**Problem statement**
Your answer should consist of the lines in the following data that contain "wooden".

⟨

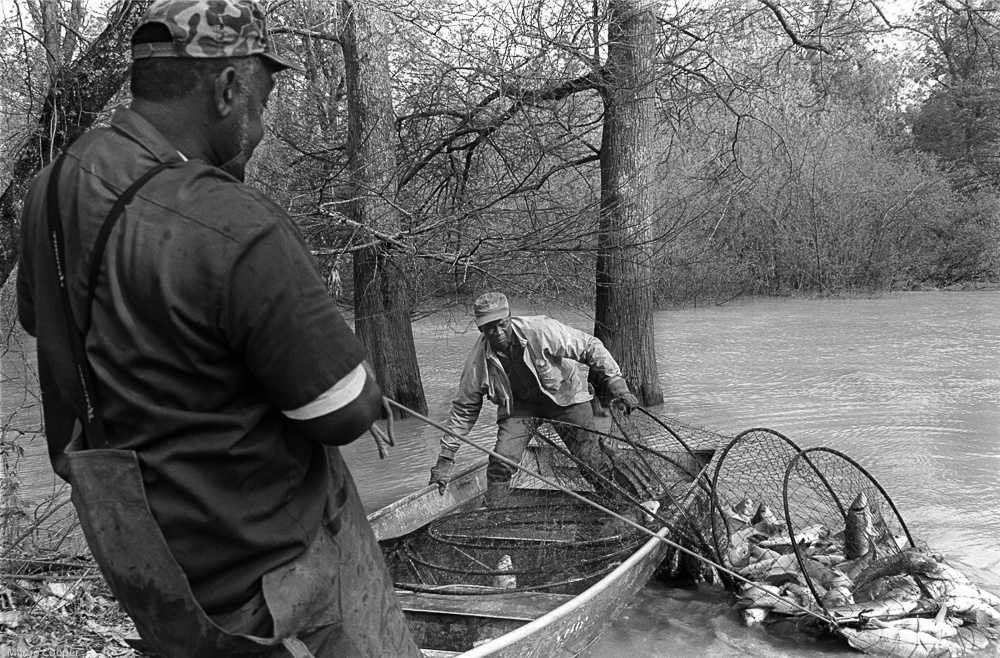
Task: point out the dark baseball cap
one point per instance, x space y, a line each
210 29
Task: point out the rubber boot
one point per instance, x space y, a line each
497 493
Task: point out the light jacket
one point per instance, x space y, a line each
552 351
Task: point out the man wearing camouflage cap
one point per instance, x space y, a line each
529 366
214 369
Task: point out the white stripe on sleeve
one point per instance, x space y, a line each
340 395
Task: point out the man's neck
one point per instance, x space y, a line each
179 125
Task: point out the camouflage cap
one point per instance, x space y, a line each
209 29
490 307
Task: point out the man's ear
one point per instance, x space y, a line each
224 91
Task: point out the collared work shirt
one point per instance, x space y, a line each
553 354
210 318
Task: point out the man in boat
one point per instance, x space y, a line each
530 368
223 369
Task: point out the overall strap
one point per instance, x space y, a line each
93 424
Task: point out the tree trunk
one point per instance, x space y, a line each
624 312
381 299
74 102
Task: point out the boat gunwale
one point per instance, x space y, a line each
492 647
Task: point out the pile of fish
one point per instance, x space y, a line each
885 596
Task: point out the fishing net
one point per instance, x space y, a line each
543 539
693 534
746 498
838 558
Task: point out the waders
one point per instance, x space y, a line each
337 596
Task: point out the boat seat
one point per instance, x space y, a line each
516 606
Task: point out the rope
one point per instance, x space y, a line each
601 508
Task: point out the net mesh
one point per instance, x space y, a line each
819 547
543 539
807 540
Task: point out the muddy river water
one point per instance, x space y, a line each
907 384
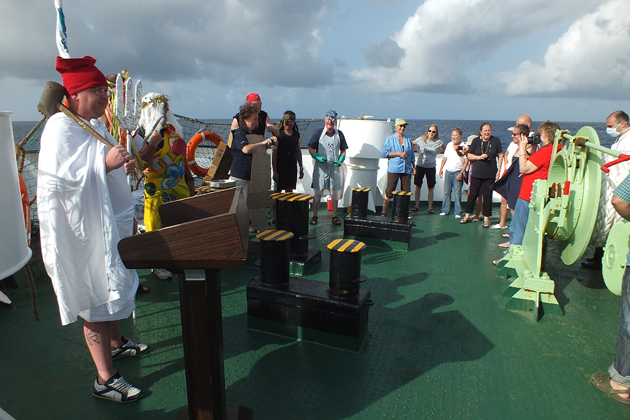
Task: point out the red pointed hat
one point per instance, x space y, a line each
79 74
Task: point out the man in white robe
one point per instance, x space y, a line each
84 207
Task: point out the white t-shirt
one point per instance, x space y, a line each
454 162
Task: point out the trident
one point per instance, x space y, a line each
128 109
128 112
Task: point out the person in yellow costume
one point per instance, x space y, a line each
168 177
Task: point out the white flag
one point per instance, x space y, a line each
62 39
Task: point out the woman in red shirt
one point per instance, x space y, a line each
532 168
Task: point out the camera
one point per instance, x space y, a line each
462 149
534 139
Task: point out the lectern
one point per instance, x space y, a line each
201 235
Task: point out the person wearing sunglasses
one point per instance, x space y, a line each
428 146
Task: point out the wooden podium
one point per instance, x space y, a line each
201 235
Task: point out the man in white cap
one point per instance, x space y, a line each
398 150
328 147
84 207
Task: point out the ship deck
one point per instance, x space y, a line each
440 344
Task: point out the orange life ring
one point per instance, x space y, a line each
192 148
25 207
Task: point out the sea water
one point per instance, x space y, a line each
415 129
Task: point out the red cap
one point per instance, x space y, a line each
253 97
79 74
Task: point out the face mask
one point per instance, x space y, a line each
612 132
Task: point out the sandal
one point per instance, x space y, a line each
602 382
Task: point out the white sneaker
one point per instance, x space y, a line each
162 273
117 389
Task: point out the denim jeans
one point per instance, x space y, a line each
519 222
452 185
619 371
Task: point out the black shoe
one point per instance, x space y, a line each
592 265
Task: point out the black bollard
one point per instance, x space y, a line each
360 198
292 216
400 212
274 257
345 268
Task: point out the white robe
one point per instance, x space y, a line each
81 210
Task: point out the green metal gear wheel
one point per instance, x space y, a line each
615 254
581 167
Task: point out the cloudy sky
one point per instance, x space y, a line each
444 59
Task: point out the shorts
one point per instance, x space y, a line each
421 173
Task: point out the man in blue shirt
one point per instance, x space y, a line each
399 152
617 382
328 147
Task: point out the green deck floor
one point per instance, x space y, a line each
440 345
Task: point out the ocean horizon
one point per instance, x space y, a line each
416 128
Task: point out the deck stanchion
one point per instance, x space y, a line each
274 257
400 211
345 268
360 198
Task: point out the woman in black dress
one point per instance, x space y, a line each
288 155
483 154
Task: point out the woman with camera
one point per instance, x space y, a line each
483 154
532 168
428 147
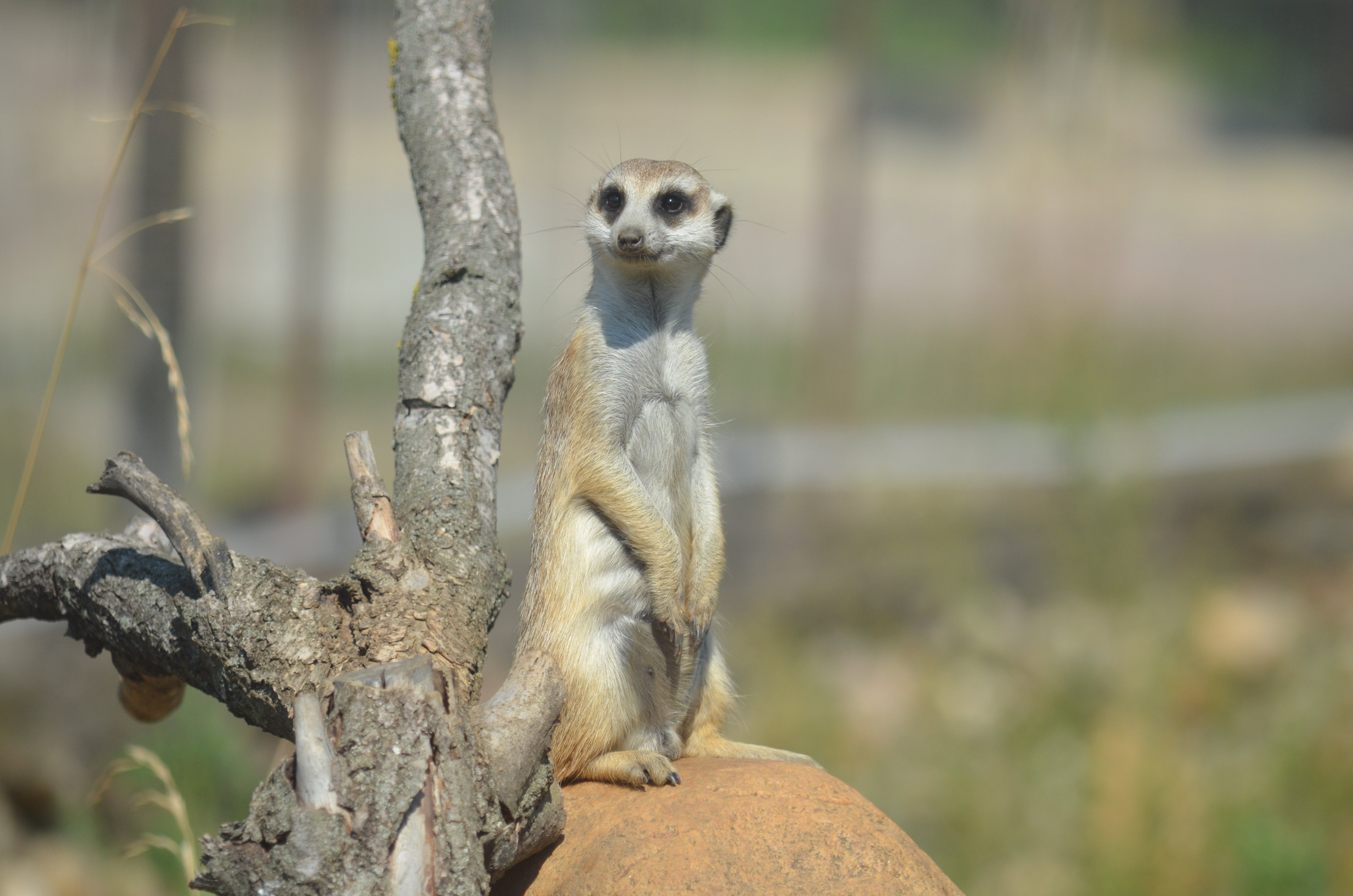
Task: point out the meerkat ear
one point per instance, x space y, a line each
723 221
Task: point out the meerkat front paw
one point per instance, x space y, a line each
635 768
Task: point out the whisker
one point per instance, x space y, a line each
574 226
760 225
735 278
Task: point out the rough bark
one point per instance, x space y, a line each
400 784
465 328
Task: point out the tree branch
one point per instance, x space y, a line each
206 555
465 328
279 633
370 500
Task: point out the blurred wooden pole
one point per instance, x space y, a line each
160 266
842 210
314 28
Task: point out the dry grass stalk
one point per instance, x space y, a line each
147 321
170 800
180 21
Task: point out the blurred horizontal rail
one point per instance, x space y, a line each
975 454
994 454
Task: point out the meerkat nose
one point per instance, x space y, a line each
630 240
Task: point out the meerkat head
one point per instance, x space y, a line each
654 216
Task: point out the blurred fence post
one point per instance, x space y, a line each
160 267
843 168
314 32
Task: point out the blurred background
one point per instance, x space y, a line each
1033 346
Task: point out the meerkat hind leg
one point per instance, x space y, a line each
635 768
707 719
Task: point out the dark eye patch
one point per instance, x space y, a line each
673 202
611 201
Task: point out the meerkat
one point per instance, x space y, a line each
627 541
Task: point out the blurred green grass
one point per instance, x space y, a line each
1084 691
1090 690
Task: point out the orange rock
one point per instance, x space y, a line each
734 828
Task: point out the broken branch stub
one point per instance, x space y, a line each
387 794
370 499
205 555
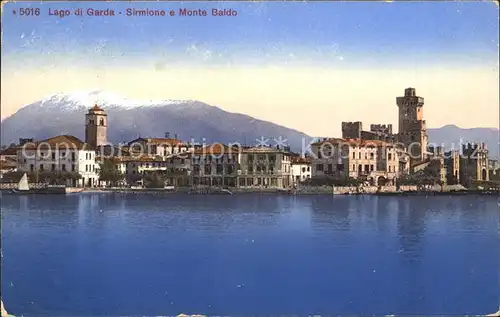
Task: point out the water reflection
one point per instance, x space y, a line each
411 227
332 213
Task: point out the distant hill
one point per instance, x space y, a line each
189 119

⟩
⟨

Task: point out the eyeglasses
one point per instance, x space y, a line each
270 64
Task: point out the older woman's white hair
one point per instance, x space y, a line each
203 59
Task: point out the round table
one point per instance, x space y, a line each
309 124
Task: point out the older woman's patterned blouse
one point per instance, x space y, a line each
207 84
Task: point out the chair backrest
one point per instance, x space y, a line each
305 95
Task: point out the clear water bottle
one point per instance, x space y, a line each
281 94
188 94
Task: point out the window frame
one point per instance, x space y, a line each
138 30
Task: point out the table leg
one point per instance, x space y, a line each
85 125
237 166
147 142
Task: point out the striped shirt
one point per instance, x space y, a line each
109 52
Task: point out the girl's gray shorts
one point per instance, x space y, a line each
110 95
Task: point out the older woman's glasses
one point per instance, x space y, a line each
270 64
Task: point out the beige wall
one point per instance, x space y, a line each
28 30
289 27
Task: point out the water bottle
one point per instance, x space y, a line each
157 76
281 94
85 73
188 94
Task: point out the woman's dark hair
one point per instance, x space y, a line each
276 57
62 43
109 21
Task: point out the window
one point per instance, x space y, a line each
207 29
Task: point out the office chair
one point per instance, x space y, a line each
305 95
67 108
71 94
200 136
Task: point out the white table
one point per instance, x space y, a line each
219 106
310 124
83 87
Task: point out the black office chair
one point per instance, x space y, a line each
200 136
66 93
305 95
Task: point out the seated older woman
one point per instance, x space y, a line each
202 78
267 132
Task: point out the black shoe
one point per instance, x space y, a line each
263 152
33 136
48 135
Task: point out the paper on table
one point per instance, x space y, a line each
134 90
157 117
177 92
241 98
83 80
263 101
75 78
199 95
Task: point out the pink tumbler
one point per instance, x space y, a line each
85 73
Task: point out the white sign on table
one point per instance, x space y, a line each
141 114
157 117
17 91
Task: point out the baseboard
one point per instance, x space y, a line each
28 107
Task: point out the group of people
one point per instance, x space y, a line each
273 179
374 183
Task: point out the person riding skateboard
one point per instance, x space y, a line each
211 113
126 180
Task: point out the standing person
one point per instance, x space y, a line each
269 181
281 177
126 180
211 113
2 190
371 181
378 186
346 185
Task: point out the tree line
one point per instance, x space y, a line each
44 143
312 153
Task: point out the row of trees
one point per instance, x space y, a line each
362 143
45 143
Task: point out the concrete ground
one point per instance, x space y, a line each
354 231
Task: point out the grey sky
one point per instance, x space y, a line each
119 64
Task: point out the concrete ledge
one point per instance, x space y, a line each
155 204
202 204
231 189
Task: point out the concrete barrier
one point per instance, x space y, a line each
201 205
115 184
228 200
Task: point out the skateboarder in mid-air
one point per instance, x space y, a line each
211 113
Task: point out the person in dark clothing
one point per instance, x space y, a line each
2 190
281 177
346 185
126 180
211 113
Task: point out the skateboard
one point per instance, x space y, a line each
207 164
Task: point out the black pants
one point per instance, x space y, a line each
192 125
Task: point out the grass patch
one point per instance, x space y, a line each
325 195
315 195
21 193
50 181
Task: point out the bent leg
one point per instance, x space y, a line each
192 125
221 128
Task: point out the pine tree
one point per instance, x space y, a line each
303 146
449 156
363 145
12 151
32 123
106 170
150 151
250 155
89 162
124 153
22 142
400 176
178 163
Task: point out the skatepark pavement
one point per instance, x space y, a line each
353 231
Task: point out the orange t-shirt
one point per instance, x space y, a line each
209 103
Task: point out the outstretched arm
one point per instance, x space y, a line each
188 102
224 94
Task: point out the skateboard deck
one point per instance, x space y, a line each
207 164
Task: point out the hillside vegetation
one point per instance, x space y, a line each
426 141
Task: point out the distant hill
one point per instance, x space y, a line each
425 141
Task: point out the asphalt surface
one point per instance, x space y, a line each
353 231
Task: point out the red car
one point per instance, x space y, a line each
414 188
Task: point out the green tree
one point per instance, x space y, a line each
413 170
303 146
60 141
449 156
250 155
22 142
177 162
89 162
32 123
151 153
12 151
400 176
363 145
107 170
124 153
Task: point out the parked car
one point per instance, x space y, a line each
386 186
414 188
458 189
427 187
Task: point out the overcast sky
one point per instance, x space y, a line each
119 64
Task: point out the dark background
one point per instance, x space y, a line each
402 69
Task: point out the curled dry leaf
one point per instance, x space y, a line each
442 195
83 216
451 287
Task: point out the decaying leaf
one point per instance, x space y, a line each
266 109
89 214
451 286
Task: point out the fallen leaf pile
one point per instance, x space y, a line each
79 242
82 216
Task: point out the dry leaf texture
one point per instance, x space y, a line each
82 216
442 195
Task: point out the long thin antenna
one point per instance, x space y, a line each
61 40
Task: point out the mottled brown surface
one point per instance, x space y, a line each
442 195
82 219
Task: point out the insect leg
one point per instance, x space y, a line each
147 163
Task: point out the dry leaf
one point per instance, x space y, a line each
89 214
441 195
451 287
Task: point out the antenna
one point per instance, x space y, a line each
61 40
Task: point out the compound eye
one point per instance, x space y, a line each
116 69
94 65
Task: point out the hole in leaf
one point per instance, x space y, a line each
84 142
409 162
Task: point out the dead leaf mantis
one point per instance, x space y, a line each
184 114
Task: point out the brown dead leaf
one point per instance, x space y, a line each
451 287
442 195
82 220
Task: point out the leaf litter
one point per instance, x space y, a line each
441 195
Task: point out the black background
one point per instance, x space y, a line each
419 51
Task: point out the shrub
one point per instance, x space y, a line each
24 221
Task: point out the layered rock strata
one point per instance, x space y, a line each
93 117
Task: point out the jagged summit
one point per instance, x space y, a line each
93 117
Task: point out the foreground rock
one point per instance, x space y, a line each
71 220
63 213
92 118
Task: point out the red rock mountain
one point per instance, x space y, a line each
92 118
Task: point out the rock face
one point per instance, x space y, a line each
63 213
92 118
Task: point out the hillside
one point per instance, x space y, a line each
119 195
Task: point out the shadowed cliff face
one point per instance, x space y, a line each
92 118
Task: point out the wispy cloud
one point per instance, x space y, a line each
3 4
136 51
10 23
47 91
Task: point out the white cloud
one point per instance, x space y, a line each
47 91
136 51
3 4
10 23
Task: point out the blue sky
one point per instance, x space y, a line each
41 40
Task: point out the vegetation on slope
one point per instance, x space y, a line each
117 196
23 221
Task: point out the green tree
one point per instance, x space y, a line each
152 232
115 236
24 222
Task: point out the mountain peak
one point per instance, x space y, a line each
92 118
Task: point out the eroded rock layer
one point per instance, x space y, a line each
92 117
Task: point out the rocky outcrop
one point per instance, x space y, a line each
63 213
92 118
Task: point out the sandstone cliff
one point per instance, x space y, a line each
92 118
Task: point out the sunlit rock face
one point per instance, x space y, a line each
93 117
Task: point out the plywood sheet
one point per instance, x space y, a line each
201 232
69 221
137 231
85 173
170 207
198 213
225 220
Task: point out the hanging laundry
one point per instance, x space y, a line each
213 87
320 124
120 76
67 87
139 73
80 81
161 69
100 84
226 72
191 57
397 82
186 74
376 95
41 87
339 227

⟩
⟨

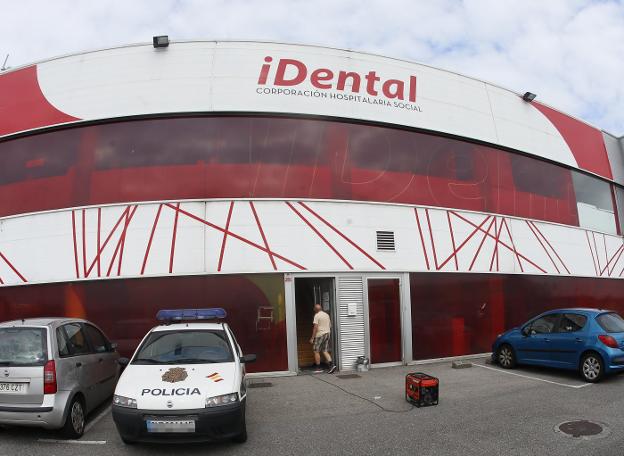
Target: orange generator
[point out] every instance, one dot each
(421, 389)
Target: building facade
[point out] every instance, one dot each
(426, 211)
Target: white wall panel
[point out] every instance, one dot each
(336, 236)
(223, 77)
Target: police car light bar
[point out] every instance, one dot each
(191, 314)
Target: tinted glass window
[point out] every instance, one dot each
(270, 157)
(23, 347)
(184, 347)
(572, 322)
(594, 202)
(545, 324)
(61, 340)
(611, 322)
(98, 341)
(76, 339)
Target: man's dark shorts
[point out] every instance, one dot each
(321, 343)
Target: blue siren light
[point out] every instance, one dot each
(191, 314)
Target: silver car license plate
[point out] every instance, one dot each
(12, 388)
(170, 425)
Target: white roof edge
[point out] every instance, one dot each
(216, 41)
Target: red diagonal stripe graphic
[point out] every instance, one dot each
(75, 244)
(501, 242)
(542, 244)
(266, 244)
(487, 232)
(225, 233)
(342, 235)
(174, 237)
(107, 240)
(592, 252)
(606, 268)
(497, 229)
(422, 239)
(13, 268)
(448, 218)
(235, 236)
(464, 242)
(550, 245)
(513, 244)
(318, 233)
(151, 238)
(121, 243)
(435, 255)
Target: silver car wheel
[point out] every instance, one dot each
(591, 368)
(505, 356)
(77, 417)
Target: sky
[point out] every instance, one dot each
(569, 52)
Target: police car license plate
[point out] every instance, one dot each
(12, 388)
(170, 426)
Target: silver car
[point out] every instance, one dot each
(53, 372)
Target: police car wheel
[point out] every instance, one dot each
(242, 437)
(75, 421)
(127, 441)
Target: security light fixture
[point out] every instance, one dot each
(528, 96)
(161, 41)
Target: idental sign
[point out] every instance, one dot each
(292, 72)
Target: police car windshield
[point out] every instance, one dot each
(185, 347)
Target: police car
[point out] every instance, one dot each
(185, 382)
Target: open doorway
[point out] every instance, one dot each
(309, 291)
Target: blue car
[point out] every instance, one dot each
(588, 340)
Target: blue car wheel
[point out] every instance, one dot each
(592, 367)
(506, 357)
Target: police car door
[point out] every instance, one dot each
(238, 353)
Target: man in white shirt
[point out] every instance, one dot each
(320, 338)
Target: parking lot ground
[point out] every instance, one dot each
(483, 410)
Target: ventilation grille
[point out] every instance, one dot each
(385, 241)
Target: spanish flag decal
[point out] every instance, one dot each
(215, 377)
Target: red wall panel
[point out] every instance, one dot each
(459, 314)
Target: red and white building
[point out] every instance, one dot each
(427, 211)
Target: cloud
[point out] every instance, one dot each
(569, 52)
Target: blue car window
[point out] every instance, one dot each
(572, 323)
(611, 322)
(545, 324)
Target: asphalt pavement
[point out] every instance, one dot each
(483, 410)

⟩

**Response**
Task: point out the wooden podium
Task: point out the blurred wooden pole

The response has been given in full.